╭─ STUDY MATERIAL

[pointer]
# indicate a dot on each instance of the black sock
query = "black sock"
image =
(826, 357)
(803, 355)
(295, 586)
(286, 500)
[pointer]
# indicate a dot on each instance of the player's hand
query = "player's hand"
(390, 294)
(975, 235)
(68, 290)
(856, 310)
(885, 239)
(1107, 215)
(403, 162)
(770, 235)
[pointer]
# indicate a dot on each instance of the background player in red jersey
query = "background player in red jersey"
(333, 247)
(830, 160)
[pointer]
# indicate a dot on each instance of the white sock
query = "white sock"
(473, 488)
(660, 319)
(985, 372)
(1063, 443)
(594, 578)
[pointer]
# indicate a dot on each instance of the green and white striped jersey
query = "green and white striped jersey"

╰─

WHAT YOU ARE ASKED TO DO:
Word for word, return each of the entries shown above.

EXERCISE RESPONSE:
[pointer]
# indicate a dot on each instance of the black sock
query = "black sock"
image =
(826, 357)
(803, 355)
(295, 586)
(286, 500)
[pointer]
# indicate a dot on each instance of the player's hand
query = "player's hand"
(390, 294)
(975, 235)
(68, 290)
(856, 310)
(885, 239)
(1107, 215)
(403, 162)
(770, 235)
[pointer]
# indicate a dot on each instance of the background player in red jersey
query = "background player in red jersey"
(333, 247)
(830, 160)
[pointer]
# indicate a dot on each instance of the white sock
query = "white sock"
(473, 488)
(660, 319)
(985, 372)
(1063, 443)
(594, 578)
[pointer]
# indicate a dot on each instance of the green and white striped jersey
query = "green and white striped jersey"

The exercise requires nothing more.